- What to do
Locate the line that contains "target | monkey's mouth". Reproduce it and all following lines up to the end of the material, exactly and with nothing added.

- Dataset
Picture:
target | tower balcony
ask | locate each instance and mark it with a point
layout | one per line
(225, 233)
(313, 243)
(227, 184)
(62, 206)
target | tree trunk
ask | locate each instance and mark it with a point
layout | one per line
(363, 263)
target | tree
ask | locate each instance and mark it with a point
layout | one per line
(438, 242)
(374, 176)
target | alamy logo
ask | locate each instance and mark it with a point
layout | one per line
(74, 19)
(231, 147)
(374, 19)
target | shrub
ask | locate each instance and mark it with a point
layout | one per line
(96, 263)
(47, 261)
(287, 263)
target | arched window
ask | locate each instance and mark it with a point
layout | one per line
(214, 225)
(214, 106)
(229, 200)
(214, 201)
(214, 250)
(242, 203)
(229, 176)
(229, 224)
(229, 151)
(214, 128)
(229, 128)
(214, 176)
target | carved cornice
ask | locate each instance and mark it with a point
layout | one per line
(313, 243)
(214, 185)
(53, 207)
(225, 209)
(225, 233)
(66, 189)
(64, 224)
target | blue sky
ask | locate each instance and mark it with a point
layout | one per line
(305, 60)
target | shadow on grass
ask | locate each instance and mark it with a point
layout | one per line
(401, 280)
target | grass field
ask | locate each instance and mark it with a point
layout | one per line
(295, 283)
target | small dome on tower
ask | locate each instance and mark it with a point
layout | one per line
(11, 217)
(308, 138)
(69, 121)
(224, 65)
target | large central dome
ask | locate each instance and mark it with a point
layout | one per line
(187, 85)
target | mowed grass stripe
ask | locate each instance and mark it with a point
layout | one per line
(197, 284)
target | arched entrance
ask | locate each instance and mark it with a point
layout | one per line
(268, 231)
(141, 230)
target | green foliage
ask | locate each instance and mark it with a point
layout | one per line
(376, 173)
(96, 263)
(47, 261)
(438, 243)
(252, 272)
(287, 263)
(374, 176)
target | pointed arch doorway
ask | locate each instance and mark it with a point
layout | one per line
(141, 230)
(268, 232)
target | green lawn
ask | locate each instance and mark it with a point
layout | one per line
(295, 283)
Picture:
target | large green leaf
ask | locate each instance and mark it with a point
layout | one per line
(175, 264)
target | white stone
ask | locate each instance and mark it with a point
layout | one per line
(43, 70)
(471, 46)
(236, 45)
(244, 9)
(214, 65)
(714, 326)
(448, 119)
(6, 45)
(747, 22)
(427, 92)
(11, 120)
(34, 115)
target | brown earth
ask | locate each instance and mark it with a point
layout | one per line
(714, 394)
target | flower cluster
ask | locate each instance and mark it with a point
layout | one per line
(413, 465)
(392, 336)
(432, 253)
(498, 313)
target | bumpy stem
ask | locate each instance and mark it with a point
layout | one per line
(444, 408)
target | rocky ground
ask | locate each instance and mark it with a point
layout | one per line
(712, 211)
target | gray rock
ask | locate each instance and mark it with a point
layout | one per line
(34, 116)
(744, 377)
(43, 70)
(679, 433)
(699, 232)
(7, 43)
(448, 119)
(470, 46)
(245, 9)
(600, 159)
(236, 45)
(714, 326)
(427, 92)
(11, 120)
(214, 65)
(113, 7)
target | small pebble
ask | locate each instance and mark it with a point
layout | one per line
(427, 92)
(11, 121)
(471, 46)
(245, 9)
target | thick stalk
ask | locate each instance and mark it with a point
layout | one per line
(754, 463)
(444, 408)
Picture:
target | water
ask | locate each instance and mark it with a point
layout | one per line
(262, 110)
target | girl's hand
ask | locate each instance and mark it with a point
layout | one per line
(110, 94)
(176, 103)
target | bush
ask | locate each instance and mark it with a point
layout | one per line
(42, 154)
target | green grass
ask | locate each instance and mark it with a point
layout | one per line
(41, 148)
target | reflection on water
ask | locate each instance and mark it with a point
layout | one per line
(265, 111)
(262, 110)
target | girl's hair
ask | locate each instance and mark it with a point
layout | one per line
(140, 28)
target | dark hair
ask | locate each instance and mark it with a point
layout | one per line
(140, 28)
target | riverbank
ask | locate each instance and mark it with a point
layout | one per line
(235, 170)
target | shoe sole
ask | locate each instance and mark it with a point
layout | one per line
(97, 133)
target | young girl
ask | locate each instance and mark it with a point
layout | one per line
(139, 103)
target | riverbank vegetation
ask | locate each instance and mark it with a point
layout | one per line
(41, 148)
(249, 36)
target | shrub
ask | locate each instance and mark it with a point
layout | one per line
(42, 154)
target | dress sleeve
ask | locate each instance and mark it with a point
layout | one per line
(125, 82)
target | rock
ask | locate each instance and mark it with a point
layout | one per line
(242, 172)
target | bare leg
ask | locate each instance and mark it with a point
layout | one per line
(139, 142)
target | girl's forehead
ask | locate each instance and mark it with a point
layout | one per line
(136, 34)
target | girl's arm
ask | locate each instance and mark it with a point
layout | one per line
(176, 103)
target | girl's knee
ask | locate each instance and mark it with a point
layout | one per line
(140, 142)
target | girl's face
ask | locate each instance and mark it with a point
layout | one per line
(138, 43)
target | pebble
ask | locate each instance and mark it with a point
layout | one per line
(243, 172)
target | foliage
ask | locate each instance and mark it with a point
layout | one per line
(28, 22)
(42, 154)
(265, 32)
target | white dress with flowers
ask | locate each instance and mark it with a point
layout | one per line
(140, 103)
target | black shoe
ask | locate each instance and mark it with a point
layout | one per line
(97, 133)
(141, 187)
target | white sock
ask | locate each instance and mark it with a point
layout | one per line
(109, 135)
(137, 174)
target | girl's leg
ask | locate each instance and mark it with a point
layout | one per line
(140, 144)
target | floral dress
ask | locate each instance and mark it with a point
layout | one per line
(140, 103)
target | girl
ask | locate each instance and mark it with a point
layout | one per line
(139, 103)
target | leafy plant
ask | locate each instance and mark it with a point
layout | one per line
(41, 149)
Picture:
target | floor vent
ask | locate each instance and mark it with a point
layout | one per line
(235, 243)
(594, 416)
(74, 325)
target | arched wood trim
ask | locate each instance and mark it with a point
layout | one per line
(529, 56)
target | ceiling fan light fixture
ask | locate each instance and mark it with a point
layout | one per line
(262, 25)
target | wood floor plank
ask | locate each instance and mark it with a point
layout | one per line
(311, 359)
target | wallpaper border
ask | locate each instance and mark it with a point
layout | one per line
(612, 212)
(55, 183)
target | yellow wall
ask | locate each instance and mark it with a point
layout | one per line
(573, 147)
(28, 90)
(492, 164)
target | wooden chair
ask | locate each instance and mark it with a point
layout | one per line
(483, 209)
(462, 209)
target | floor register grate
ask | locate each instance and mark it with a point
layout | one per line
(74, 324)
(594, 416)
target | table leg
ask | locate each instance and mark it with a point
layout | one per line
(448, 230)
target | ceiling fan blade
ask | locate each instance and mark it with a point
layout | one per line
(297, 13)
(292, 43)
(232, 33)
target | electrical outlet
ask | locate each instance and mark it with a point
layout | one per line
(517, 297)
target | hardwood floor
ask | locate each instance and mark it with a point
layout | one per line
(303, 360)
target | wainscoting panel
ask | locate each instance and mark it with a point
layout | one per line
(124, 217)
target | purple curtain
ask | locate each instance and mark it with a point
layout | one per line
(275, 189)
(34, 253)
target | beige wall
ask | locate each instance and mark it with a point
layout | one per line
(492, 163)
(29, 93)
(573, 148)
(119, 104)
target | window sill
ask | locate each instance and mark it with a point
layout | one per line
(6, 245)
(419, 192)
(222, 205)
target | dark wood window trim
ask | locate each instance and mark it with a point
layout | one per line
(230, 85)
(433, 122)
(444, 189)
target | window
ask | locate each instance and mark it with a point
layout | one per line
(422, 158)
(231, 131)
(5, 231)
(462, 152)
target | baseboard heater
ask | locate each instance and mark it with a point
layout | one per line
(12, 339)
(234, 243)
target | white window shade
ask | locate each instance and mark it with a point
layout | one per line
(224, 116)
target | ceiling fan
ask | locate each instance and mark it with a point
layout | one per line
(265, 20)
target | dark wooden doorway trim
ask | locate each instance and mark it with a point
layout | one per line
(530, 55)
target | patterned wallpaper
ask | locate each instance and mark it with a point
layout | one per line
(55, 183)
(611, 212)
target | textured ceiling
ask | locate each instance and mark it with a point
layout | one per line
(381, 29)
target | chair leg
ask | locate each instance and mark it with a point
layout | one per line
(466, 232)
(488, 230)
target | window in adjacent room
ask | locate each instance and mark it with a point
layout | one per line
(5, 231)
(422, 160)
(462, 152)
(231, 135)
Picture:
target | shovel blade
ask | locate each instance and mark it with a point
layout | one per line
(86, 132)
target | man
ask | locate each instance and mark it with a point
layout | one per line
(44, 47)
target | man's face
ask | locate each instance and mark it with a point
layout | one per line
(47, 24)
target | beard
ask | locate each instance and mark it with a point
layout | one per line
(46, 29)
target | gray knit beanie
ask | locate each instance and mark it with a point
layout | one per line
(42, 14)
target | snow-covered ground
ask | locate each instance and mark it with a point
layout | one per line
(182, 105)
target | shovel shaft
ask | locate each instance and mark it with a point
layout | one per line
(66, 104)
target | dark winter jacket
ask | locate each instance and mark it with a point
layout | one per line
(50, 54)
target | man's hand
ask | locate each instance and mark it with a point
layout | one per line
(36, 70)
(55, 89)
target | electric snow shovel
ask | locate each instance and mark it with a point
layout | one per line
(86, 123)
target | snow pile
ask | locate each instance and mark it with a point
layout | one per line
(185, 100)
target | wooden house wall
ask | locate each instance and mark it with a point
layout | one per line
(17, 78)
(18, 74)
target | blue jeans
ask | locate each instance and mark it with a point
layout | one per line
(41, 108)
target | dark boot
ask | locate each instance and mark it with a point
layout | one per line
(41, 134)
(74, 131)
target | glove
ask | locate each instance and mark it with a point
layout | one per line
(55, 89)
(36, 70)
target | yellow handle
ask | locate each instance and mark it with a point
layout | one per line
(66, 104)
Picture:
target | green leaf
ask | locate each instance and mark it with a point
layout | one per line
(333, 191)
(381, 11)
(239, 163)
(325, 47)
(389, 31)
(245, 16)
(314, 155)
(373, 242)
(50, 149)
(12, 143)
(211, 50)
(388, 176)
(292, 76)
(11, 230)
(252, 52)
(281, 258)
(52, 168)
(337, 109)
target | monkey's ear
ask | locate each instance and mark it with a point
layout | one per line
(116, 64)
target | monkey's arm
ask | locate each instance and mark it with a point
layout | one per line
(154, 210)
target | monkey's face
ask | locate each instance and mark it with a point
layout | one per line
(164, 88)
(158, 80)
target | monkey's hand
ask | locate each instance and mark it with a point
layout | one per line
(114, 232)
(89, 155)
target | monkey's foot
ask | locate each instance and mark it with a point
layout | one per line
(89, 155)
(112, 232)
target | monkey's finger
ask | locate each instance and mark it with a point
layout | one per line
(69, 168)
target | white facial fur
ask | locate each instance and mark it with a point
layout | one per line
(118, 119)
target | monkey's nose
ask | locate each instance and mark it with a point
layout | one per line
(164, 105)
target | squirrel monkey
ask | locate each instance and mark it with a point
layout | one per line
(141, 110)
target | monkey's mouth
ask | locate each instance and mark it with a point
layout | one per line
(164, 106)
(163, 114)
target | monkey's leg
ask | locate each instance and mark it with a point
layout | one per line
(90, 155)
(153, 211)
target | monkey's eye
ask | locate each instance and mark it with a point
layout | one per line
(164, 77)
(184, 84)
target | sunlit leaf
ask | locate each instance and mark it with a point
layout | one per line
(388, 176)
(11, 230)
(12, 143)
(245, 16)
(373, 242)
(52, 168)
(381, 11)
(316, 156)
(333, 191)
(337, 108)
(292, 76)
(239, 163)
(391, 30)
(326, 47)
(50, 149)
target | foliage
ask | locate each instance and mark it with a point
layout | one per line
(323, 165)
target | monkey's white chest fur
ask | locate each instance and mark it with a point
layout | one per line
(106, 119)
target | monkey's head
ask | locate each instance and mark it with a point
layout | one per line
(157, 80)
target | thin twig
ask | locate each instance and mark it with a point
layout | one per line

- Exercise answer
target | monkey's mouth
ask | locate each instance and mark it with a point
layout | one per line
(164, 106)
(163, 114)
target | monkey's leg
ask | locate each instance and mark it with a point
layout | one per line
(90, 155)
(153, 211)
target | monkey's eye
ask | locate each instance and mark it with a point
layout | one per line
(164, 77)
(184, 84)
target | sunlit leaf
ask | locate each instance and mark it with a point
layout | one per line
(388, 176)
(11, 230)
(12, 143)
(245, 16)
(373, 242)
(52, 168)
(381, 11)
(316, 156)
(333, 191)
(337, 108)
(292, 76)
(239, 163)
(391, 30)
(326, 47)
(50, 149)
target | foliage
ask | locate each instance and mark it with a point
layout | one per line
(323, 165)
target | monkey's white chest fur
ask | locate each instance and mark it with a point
layout | one per line
(106, 119)
target | monkey's head
ask | locate each instance and mark it with a point
layout | one per line
(157, 80)
target | thin twig
ask | locate each instance and mark it with a point
layout | one per line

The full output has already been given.